* _Conjunto de entradas_
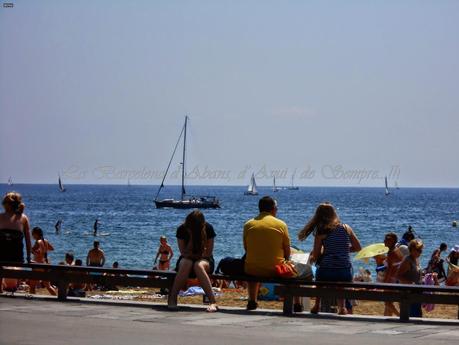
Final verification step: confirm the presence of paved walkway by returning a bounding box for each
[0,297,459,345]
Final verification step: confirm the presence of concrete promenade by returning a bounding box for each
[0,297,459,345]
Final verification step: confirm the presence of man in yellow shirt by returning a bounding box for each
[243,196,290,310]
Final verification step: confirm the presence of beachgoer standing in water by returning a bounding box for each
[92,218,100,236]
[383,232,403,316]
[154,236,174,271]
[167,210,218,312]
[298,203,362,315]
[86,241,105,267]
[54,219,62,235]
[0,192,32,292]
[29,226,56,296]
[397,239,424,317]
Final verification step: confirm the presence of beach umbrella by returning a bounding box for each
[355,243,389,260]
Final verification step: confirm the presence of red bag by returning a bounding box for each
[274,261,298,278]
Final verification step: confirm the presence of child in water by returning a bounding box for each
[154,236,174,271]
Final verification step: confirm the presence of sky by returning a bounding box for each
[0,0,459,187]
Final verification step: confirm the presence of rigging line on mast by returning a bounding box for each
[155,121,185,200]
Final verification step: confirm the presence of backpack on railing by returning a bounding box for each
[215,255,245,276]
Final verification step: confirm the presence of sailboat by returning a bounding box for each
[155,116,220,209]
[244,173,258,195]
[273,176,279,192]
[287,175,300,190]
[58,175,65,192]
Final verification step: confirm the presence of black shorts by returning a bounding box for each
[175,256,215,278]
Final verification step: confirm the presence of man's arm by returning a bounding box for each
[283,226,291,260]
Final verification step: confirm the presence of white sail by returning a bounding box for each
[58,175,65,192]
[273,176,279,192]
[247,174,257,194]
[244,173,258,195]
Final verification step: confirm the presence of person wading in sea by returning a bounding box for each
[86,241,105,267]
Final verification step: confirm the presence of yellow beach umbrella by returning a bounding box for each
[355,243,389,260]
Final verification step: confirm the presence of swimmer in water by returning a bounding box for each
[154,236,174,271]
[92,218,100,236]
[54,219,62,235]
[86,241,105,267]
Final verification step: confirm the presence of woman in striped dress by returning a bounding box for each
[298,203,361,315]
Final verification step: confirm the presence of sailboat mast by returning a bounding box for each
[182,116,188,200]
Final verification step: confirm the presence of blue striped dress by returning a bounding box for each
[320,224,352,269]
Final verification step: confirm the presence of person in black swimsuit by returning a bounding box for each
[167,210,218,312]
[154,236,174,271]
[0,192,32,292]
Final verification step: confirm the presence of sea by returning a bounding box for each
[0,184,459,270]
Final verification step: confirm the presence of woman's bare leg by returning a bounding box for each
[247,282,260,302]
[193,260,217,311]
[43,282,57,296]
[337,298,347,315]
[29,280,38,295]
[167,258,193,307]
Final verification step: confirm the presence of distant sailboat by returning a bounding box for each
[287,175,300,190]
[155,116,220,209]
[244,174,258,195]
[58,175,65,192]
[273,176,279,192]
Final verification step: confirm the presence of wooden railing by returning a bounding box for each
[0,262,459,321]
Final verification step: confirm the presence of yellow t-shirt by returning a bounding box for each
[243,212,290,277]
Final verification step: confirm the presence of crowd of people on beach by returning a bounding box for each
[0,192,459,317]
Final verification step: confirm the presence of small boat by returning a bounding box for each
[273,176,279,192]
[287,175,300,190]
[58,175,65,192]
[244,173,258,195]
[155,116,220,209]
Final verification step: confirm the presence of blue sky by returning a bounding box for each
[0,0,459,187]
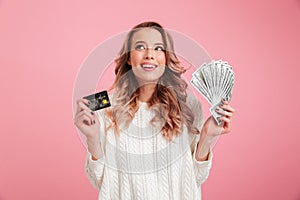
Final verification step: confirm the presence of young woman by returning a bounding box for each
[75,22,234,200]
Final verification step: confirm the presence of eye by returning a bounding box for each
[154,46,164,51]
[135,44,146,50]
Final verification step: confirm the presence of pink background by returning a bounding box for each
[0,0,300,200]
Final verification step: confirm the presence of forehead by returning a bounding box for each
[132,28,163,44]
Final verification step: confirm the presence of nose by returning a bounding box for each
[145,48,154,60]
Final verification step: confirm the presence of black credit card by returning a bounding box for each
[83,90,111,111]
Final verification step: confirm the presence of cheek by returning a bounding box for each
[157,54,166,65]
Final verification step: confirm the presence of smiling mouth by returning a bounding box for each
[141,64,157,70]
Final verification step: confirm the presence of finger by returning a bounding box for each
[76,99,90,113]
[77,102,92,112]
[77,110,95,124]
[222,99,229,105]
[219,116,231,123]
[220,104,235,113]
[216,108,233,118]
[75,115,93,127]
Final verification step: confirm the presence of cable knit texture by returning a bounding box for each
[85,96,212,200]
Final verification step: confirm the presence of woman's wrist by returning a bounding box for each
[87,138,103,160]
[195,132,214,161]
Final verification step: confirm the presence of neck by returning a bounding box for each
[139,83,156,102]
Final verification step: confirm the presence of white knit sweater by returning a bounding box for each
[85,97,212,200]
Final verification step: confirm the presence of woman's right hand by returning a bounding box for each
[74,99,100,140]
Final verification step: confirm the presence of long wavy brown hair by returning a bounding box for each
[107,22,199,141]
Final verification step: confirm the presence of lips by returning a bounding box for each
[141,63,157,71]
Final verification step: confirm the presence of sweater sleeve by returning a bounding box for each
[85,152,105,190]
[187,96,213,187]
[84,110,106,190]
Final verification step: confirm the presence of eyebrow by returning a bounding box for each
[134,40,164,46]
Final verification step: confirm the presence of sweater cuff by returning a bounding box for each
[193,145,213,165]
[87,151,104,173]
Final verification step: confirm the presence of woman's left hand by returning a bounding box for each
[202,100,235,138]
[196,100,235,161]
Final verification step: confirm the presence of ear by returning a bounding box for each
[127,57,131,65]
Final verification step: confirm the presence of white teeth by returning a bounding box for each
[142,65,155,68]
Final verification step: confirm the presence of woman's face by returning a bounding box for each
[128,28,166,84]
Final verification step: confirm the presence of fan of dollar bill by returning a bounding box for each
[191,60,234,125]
...
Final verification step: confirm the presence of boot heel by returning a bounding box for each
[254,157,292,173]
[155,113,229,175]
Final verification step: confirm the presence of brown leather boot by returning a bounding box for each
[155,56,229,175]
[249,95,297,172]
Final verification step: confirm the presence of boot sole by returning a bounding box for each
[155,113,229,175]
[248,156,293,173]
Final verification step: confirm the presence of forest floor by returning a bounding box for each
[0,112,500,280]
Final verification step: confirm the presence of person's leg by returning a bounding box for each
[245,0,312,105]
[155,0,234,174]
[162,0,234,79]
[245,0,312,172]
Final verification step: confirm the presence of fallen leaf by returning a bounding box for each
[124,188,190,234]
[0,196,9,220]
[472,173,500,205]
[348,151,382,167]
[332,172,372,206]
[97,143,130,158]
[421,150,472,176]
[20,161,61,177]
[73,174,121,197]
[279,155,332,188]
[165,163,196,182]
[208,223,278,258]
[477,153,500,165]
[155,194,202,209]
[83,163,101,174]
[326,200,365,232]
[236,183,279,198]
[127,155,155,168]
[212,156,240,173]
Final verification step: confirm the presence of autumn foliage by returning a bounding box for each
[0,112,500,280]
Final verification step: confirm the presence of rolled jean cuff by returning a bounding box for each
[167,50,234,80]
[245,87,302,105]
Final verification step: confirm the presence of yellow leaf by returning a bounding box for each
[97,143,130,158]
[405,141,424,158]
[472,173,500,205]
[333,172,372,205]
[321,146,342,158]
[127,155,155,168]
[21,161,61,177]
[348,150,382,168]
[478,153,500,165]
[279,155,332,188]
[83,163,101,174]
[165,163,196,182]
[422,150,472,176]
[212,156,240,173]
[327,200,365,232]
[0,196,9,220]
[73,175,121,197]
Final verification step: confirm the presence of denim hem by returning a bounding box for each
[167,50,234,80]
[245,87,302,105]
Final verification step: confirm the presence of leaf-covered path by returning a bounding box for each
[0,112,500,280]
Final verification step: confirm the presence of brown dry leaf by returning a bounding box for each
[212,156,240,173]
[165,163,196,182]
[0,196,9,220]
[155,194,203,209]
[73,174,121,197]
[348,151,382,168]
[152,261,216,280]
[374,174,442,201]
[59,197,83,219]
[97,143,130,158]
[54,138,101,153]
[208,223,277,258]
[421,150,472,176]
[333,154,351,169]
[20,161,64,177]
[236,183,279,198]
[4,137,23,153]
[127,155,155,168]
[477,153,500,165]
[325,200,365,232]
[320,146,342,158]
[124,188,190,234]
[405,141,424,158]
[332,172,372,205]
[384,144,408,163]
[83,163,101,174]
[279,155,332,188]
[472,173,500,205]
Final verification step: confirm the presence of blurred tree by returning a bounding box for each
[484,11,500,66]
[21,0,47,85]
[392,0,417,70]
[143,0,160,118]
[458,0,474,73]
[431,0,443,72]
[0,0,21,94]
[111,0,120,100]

* _Instrucción_
Indique cuántas líneas de las entradas anteriores contienen la palabra "yellow". Responda únicamente con el número.

* _La solución_
4